* WORK ORDER: For each record below, write an exact copy.

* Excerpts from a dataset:
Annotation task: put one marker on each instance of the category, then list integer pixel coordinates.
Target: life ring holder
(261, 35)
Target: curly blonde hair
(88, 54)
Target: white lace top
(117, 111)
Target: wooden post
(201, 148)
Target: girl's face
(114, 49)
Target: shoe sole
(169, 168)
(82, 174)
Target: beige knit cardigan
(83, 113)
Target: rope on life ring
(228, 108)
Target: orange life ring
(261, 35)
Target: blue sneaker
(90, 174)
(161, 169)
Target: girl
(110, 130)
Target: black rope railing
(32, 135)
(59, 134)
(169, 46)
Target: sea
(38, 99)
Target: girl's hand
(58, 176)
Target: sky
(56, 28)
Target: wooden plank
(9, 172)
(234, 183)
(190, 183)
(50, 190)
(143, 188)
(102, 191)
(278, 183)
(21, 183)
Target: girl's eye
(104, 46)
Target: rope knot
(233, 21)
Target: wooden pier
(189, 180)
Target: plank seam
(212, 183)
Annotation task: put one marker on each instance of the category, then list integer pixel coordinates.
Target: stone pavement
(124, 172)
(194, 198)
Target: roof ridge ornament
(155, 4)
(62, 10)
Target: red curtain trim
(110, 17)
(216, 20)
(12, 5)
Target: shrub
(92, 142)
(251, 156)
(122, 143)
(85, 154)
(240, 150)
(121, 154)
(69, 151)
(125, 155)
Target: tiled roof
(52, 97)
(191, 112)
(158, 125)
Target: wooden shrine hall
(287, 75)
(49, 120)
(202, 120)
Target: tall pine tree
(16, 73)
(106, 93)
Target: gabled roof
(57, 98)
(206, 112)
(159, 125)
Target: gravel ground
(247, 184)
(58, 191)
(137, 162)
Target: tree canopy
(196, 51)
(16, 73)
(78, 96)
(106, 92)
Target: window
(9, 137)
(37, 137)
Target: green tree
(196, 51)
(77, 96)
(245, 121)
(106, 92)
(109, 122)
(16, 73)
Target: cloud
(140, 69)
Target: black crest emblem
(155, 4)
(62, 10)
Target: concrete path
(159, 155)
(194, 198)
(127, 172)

* ANSWER TO THIS TASK:
Annotation task: put one marker on each instance of the category, then list integer pixel coordinates.
Target: life ring holder
(261, 35)
Target: curly blonde hair
(88, 54)
Target: white lace top
(117, 111)
Target: wooden post
(201, 148)
Target: girl's face
(114, 49)
Target: shoe sole
(169, 168)
(82, 174)
Target: beige knit cardigan
(83, 113)
Target: rope on life ring
(228, 108)
Target: orange life ring
(261, 35)
Target: blue sneaker
(90, 174)
(161, 169)
Target: girl
(110, 130)
Target: black rope railing
(32, 135)
(59, 134)
(169, 46)
Target: sea
(38, 99)
Target: girl's hand
(58, 176)
Target: sky
(56, 28)
Target: wooden plank
(9, 172)
(234, 183)
(190, 183)
(50, 190)
(143, 188)
(102, 191)
(278, 183)
(21, 183)
Target: girl's eye
(104, 46)
Target: rope knot
(233, 21)
Target: wooden pier
(189, 180)
Target: plank seam
(212, 183)
Annotation task: put one marker on each instance of the category, then list integer pixel coordinates.
Target: stone pavement
(124, 172)
(194, 198)
Target: roof ridge ornament
(155, 4)
(62, 10)
Target: red curtain trim
(110, 17)
(216, 20)
(12, 5)
Target: shrub
(92, 142)
(251, 156)
(122, 143)
(85, 154)
(240, 150)
(121, 154)
(69, 151)
(125, 155)
Target: tiled roof
(52, 97)
(191, 112)
(158, 125)
Target: wooden shrine hall
(287, 75)
(49, 120)
(202, 120)
Target: tall pine tree
(16, 73)
(106, 93)
Target: gabled roof
(57, 98)
(206, 112)
(159, 125)
Target: gravel ground
(247, 184)
(58, 191)
(137, 162)
Target: tree canopy
(196, 51)
(16, 73)
(78, 96)
(106, 92)
Target: window
(9, 137)
(37, 137)
Target: green tree
(196, 51)
(77, 96)
(245, 121)
(106, 92)
(109, 122)
(16, 73)
Target: cloud
(140, 69)
Target: black crest emblem
(155, 4)
(62, 10)
Target: concrete path
(159, 155)
(194, 198)
(127, 172)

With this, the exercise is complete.